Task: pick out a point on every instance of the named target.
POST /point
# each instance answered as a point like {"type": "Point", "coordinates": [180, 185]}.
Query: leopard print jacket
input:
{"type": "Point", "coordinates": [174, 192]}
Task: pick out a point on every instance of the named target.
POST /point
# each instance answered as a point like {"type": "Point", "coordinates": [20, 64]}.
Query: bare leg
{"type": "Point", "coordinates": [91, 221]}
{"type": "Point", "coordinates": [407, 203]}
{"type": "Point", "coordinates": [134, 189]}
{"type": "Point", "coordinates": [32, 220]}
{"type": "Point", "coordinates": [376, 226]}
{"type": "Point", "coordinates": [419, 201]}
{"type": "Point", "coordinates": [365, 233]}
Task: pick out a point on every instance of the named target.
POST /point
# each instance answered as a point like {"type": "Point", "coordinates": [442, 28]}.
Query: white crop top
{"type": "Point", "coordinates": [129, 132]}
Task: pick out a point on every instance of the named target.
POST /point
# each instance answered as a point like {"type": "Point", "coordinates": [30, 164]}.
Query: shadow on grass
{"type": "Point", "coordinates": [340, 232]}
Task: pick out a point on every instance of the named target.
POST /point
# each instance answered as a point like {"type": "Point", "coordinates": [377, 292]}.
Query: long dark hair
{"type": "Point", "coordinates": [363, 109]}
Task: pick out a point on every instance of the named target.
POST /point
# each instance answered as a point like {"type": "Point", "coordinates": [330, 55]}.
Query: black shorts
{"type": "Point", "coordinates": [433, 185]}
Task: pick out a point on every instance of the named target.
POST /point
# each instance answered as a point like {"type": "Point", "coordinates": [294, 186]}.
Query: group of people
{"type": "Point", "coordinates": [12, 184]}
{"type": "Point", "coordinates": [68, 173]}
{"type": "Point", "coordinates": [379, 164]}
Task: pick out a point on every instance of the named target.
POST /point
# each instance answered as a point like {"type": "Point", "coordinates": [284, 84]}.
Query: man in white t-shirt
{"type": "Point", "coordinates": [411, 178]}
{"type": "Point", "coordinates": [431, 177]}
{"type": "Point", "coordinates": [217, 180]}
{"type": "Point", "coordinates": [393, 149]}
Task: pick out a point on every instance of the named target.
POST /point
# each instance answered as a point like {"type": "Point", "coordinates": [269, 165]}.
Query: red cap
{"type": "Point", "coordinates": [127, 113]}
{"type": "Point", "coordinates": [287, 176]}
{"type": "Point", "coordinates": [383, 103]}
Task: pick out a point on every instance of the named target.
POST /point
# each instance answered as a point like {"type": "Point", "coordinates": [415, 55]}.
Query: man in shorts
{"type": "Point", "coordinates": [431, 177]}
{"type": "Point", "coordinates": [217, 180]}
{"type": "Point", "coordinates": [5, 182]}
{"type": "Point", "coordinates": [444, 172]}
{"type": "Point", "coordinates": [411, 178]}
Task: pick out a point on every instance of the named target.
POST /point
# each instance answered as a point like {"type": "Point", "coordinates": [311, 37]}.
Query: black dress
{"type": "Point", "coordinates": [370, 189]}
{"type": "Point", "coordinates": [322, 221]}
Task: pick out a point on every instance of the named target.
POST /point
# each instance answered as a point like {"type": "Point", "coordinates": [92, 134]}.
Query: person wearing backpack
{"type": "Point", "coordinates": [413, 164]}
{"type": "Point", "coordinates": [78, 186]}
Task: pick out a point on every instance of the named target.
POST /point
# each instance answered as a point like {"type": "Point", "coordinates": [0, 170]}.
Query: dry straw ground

-*-

> Problem to solve: Copy out the whole listing, word for word.

> Output of the exercise:
Task: pick out a point on every instance of the named target.
POST /point
# each instance answered as a point like {"type": "Point", "coordinates": [180, 185]}.
Query: leopard print jacket
input:
{"type": "Point", "coordinates": [174, 192]}
Task: pick out a point on every instance of the named target.
POST /point
# each instance answered as a point like {"type": "Point", "coordinates": [20, 64]}.
Query: bare leg
{"type": "Point", "coordinates": [91, 221]}
{"type": "Point", "coordinates": [407, 203]}
{"type": "Point", "coordinates": [134, 189]}
{"type": "Point", "coordinates": [32, 220]}
{"type": "Point", "coordinates": [376, 226]}
{"type": "Point", "coordinates": [419, 201]}
{"type": "Point", "coordinates": [365, 233]}
Task: pick out a point on every instance of the named target.
POST /point
# each instance answered as a point like {"type": "Point", "coordinates": [442, 28]}.
Query: white crop top
{"type": "Point", "coordinates": [129, 132]}
Task: pick out a point on every instance of the named target.
POST /point
# each instance answered as a point like {"type": "Point", "coordinates": [30, 164]}.
Query: shadow on grass
{"type": "Point", "coordinates": [340, 232]}
Task: pick out a point on every instance of the named target.
POST /point
# each instance answered as a point like {"type": "Point", "coordinates": [377, 292]}.
Query: long dark hair
{"type": "Point", "coordinates": [363, 109]}
Task: pick out a point on every instance of the named target.
POST /point
# each instance answered as a point like {"type": "Point", "coordinates": [330, 55]}.
Query: black shorts
{"type": "Point", "coordinates": [433, 185]}
Task: pick out a point on every instance of the named target.
POST /point
# each instance answered as a point like {"type": "Point", "coordinates": [294, 186]}.
Query: group of people
{"type": "Point", "coordinates": [12, 184]}
{"type": "Point", "coordinates": [68, 173]}
{"type": "Point", "coordinates": [379, 164]}
Task: pick out a point on every instance of the named target.
POST /point
# each instance answered as a point like {"type": "Point", "coordinates": [284, 84]}.
Query: man in white t-shirt
{"type": "Point", "coordinates": [411, 178]}
{"type": "Point", "coordinates": [431, 177]}
{"type": "Point", "coordinates": [217, 180]}
{"type": "Point", "coordinates": [393, 149]}
Task: pick out a point on every instance of the named target.
POST /point
# each instance answered as a point like {"type": "Point", "coordinates": [269, 165]}.
Query: red cap
{"type": "Point", "coordinates": [127, 113]}
{"type": "Point", "coordinates": [287, 176]}
{"type": "Point", "coordinates": [383, 103]}
Task: pick out a point on every instance of the named target.
POST /point
# each instance answered as a point like {"type": "Point", "coordinates": [415, 55]}.
Query: man in shorts
{"type": "Point", "coordinates": [431, 177]}
{"type": "Point", "coordinates": [217, 180]}
{"type": "Point", "coordinates": [5, 182]}
{"type": "Point", "coordinates": [444, 172]}
{"type": "Point", "coordinates": [411, 178]}
Task: pick out a point on every instance of the named target.
POST /point
# each instance answered as a point like {"type": "Point", "coordinates": [311, 37]}.
Query: black dress
{"type": "Point", "coordinates": [370, 189]}
{"type": "Point", "coordinates": [322, 221]}
Task: pick out a point on every instance of the named target.
POST /point
# each instance answered as a point like {"type": "Point", "coordinates": [92, 134]}.
Query: person wearing backpack
{"type": "Point", "coordinates": [413, 164]}
{"type": "Point", "coordinates": [78, 186]}
Task: pick out a point on every instance of the named target.
POST /point
# each instance answered as a point like {"type": "Point", "coordinates": [0, 170]}.
Query: dry straw ground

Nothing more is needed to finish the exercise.